Start QUOTED PASSAGE

On 2012-07-05 22:14, wbrana wrote:
>> That doesn't change that it is a security hazard! Don't run user
>> apps as root! Don't implement super-user features in user apps -
>> implement it separately, and make it optional to use it.
> I don't run user apps as root. MPlayer is never started as root.

by setting the setuid flag, you _are_ running mplayer_nice as root.

> 
> Here is mplayer_nice source code with comments:
[...]

this doesn't mean anything.

if your application is dropping root priviges as soon as it can, it
still _has_ root priviliges at some point. if the binary can be
compromised in a critical state, this means that the an attacker can
get easy root access to your machine.

> Google Chrome is also using setuid binary XOrg server is also
> setuid binary


you might want to contact the packagers of google chome and xorg about
that (and they most likely will either fix the problem or have a very
good explanation why they need setuid)


> According to http://linux.die.net/man/5/limits.conf it is possible
> to enable low niceness for all processes started by all/some
> user(s), but it isn't possible to limit it to mplayer_nice if
> started by any user
> 

so why do you not want to use it?
do you think you are granting too much priviliges to "all/some
user(s)" when using pam_limits?
if so, please consider:
- - why exactly does mplayer_nice need root priviliges?
- - setuid'ing your binary grants the application super-user priviliges.
among those are realtime-priorities, reading /etc/passwd and the like.

End QUOTED PASSAGE
Start SUPPLIED RECORDS

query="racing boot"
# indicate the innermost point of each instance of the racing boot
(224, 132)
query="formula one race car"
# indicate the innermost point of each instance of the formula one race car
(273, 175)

End SUPPLIED RECORDS

** STATED EXERCISE 1 **
Return the passage from the setuid discussion starting with "On 2012-07-05 22:14, wbrana" and going on through "started as root.", copied word for word.
** STATED EXERCISE 2 **
Resume the email reply about running mplayer_nice with the setuid flag, continuing from its last line.

** WRITTEN ANSWER 1 **
On 2012-07-05 22:14, wbrana wrote:
>> That doesn't change that it is a security hazard! Don't run user
>> apps as root! Don't implement super-user features in user apps -
>> implement it separately, and make it optional to use it.
> I don't run user apps as root. MPlayer is never started as root.

** WRITTEN ANSWER 2 **
setuid'ing grants all those priviliges.
- - pam_limits allows you to fine-tune those priviliges on a per-user
basis. e.g. you can grant access to realtime-priorities, but not to
reading /etc/passwd or to /dev/null'ing your harddisks.
- - pam_limits works on a per user (per group) basis. this is the
traditional un*x way to handle security. consider an attacker who
gains access to your machine as an unpriviliged user (eg. "www-data").
they can then simpy run /usr/bin/mplayer_nice to gain root access of
your machine. with pam_limits, they first need to become a given
user/group-member before they can start _any_ application with
realtime priorities. this is bad enough, but not as the first scenario.
- - check your /etc/security/limits.d/audio.conf
chances are high that you already have this file and that it grants
members of the audio group enough rights to run your application as
you want it to run.
i guess that all users interested in running (and supposed to run)
mplayer_nice are already in the "audio" group.
- - ...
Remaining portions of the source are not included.